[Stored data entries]
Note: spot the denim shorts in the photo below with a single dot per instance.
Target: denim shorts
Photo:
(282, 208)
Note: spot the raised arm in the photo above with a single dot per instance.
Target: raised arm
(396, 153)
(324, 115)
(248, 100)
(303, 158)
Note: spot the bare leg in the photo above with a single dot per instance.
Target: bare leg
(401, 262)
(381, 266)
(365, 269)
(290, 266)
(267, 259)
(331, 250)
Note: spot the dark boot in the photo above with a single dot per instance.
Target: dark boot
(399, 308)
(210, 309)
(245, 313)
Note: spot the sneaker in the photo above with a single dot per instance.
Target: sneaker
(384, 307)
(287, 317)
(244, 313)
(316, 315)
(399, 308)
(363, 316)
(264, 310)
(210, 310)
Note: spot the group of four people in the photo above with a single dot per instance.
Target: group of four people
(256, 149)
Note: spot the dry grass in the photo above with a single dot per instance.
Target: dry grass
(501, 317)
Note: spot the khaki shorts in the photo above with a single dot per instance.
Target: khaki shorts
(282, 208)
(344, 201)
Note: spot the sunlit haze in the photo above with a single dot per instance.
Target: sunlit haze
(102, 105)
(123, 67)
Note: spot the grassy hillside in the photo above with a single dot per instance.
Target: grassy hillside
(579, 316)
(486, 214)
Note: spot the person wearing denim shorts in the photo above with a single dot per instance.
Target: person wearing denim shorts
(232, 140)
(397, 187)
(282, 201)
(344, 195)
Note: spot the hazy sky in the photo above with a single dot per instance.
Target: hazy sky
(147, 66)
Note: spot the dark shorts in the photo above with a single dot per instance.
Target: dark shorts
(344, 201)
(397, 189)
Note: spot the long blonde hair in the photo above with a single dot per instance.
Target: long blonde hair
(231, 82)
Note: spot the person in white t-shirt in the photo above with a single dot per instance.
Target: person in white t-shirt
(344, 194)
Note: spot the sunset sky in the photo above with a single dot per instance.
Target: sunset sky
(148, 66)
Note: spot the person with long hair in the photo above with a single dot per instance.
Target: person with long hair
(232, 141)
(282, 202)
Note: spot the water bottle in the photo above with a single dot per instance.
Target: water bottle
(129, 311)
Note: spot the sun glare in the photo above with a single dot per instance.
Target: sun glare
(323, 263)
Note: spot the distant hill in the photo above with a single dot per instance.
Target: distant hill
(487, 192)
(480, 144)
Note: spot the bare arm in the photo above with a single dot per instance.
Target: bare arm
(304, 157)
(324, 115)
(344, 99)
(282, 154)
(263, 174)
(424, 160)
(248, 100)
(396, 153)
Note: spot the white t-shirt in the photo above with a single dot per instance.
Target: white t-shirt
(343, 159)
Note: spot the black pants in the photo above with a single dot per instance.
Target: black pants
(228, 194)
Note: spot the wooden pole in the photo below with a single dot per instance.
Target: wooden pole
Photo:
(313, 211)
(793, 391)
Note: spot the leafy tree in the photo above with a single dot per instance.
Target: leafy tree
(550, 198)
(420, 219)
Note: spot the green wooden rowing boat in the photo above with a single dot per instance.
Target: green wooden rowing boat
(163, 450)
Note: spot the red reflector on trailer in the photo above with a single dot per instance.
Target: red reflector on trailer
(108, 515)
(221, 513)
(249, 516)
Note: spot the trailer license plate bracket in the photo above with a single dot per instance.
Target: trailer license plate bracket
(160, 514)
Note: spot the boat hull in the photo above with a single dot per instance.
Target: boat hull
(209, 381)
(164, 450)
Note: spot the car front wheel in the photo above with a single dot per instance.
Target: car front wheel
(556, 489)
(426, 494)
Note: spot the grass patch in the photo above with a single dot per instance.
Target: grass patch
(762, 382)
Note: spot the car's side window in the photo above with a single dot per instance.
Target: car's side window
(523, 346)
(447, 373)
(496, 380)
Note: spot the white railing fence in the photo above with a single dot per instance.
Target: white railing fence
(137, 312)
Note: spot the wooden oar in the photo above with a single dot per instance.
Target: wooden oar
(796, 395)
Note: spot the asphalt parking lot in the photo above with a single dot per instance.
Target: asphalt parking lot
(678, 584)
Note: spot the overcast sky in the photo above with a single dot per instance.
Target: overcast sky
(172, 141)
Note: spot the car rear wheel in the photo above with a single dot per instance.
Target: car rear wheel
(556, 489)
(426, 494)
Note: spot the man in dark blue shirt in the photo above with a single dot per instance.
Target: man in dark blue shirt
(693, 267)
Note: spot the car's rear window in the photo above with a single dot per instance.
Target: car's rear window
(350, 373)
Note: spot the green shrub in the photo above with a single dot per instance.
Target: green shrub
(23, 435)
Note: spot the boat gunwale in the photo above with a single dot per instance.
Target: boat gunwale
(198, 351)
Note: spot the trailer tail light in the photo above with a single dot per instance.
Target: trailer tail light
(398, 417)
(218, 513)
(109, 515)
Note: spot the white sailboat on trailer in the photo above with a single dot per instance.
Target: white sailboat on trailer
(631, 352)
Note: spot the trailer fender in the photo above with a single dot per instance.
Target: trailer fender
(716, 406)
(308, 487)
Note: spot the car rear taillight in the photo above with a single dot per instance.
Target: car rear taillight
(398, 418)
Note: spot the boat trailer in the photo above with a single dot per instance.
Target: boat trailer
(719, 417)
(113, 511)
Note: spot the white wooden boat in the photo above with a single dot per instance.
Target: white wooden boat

### WHAT IS BEING ASKED
Could you find each line in the entries that contains the string "below" and copy it?

### TASK OUTPUT
Note: spot the denim shorts in the photo below with a single dot per instance.
Note: spot the wooden pole in the photo below with a single dot per instance.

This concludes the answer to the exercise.